● INSTRUCTIONS TO FOLLOW
Each line that contains "query" needs to be copied from the listing.

=-=-=-=-=

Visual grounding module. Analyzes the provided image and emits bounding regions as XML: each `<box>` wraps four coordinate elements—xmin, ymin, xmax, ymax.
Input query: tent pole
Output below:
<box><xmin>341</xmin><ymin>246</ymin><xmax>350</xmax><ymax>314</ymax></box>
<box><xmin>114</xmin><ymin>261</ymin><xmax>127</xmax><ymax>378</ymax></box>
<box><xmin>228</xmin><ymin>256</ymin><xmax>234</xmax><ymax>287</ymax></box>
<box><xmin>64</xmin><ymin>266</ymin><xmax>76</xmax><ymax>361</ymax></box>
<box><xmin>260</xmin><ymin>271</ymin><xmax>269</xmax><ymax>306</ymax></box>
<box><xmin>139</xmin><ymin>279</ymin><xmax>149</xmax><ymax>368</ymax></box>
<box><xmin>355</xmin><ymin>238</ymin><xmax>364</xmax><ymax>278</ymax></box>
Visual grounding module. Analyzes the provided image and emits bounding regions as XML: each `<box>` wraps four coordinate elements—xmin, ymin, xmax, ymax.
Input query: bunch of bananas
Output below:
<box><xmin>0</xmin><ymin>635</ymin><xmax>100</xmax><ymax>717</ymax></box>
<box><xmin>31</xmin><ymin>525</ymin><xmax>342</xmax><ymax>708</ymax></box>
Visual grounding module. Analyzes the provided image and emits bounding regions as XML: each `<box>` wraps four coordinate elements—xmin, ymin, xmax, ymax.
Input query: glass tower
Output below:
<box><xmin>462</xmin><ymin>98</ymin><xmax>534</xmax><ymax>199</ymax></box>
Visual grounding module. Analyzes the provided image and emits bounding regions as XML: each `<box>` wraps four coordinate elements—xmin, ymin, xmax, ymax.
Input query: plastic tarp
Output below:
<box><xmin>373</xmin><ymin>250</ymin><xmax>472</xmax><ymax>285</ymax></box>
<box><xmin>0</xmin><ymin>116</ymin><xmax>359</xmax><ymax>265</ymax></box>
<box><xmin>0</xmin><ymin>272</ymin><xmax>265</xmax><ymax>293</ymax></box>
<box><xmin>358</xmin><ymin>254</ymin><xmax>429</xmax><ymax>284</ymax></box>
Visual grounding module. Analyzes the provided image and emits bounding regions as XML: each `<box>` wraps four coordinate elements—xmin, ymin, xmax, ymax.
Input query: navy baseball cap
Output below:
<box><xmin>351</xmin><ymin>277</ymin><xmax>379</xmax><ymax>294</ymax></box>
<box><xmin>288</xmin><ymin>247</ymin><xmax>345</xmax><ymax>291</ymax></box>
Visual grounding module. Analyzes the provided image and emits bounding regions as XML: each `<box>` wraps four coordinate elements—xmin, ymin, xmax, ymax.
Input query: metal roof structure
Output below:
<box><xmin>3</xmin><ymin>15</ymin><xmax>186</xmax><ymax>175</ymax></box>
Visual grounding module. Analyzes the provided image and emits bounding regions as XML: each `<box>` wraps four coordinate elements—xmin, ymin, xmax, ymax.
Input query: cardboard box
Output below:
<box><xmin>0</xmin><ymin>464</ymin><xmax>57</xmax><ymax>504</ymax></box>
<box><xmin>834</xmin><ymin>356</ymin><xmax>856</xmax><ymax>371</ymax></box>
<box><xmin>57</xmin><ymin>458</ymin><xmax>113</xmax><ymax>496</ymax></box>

=-=-=-=-=

● EXERCISE ANSWER
Input query: tent pole
Input query: bunch of bananas
Input query: glass tower
Input query: plastic tarp
Input query: navy baseball cap
Input query: metal roof structure
Input query: cardboard box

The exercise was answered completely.